-------- Extract to read --------

The Enlightened Intersubjective and its Properties
In my last post, I wrote about Enlightened Communication. But this way of communicating invokes a very specific state, which I call the Enlightened Intersubjective, and which has very specific properties. First of all, it is an intersubjective state. This means that it does not occur in one individual, but is invoked between individuals. Andrew Cohen writes: “What was once a subjective experience becomes an intersubjective experience. Because we meet in the Authentic Self, the difference between the one and the many disappears and the enlightened mind becomes the one voice speaking to itself”. Or in the words of Chris Parish: “Emergence happens betweenpeople. At this point in evolution, we can’t be fully human without other people. Historically, the fact that human awakening happens between subjects is still a relatively new discovery”.
Referring to Rupert Sheldrake’s theory of morphic resonance, Chris calls this consciousness a field rather than a static property: “Consciousness really is not subject to time and space at all… it is nowhere and everywhere, you can’t grasp it… It is not separate from us, [or] between us… it is more like a field”.
So does this consciousness only occur between people? Using the lens of the four quadrants of Integral Theory reveals that more dimensions are active than obvious at first sight. It arises in the collective interior or Lower Left, but this is paired with a strong individual interior experience in the Upper Left. And, assuming that this state is related to Sheldrake’s morphic field, the interior experience would coincide with collective exterior, or Lower Right, networks of morphogenesis, which is channeled through the individual’s individual exterior, or Upper Right neurological capacity. So even if the Enlightened Intersubjective may arise in the Lower Left, it actively connects all quadrants or dimensions of our experience. But then what is cause and effect; what is the “home” of this unusual phenomenon?

-------- Data for review --------

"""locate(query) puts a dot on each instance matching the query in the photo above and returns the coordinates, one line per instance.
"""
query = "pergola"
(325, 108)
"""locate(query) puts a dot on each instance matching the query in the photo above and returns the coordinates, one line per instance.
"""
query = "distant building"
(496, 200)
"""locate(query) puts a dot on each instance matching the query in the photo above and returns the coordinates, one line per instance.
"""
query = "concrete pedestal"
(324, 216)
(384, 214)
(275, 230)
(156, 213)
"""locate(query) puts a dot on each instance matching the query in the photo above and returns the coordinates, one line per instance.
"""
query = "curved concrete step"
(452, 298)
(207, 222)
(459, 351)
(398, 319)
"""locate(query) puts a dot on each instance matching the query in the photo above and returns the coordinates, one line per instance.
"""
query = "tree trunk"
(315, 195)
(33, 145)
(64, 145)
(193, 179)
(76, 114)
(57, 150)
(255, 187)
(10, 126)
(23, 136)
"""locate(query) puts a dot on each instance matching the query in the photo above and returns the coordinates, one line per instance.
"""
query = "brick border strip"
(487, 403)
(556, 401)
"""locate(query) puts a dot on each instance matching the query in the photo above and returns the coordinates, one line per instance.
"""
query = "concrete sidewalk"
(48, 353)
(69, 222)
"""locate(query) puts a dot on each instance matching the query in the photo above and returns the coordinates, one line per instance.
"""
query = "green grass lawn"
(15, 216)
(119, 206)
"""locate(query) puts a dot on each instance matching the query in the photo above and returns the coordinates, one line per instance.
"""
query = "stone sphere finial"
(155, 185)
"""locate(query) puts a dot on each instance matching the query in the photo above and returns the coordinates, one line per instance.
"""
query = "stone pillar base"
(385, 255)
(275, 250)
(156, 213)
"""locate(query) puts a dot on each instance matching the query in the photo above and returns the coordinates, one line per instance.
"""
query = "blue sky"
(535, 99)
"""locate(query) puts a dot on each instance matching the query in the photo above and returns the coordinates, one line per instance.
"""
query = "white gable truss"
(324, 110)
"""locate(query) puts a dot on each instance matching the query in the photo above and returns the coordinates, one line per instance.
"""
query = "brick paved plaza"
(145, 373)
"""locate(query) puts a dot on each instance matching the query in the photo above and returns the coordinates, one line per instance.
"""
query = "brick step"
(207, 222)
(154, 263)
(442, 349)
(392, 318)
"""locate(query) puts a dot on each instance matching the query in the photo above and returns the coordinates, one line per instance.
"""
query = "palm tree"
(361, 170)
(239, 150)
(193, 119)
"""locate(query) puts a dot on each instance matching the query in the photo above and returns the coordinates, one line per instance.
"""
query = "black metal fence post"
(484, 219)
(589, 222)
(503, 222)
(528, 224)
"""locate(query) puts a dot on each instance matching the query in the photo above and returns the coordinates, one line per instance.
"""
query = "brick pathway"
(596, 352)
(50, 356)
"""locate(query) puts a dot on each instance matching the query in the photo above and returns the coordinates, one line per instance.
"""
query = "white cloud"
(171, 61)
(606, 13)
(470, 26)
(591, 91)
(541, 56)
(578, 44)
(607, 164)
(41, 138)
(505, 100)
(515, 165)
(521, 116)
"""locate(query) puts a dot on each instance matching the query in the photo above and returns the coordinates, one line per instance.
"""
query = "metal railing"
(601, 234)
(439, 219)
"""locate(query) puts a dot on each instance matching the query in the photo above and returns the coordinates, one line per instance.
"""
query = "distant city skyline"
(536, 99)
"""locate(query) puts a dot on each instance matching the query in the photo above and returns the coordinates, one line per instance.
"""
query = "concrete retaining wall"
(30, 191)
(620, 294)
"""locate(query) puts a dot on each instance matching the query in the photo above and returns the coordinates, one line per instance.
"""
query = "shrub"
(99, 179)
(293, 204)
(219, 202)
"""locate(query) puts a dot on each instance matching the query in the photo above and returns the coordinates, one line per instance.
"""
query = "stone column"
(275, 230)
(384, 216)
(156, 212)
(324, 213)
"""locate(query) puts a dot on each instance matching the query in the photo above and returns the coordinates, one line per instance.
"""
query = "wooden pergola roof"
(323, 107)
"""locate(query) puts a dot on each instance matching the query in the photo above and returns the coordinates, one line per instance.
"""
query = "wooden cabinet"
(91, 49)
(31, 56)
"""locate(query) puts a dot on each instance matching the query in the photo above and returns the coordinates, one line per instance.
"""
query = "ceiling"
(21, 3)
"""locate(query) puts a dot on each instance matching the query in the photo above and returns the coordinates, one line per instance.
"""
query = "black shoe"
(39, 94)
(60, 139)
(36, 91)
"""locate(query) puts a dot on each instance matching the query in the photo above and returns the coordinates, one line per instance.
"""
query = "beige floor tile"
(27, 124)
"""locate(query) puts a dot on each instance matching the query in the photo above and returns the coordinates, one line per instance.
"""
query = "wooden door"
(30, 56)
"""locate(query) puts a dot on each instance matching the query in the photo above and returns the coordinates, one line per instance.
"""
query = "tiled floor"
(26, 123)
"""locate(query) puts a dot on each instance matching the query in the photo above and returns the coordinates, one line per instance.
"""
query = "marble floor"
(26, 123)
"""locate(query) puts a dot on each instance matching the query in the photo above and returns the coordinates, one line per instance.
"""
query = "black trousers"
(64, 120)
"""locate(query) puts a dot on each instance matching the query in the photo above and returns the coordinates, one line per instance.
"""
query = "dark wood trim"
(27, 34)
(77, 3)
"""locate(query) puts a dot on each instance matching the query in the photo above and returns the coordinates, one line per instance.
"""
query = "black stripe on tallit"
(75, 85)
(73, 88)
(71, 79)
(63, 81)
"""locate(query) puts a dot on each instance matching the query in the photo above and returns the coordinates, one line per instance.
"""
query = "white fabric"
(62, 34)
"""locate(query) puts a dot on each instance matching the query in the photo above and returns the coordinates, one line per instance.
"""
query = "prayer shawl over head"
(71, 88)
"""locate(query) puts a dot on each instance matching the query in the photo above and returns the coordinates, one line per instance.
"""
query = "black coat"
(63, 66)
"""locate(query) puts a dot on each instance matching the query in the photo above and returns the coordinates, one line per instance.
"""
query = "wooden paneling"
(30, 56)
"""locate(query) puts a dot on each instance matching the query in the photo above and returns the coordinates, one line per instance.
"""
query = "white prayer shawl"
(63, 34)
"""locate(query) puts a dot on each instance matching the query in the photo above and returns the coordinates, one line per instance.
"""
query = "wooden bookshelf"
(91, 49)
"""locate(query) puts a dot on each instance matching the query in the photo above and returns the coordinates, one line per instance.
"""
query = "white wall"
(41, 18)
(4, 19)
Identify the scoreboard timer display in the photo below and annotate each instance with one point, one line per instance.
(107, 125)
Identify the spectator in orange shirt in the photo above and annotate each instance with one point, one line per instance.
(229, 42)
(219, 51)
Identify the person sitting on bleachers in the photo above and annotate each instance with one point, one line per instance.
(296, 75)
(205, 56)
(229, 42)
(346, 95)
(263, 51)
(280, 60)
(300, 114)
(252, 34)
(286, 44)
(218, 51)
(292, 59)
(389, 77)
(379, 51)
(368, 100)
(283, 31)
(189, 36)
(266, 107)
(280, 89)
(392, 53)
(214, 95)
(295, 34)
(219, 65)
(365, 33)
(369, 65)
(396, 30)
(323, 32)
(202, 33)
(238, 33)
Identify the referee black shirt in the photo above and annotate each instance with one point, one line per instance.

--------

- **Exercises**:
**1.** In the post on the Enlightened Intersubjective, whose theory does Chris Parish refer to when calling this consciousness a field?
**2.** Quote the post on the Enlightened Intersubjective from "So does this" up to and including "this unusual phenomenon?".

- **Answers provided**:
**1.** Rupert Sheldrake's theory of morphic resonance.

**2.**
So does this consciousness only occur between people? Using the lens of the four quadrants of Integral Theory reveals that more dimensions are active than obvious at first sight. It arises in the collective interior or Lower Left, but this is paired with a strong individual interior experience in the Upper Left. And, assuming that this state is related to Sheldrake’s morphic field, the interior experience would coincide with collective exterior, or Lower Right, networks of morphogenesis, which is channeled through the individual’s individual exterior, or Upper Right neurological capacity. So even if the Enlightened Intersubjective may arise in the Lower Left, it actively connects all quadrants or dimensions of our experience. But then what is cause and effect; what is the “home” of this unusual phenomenon?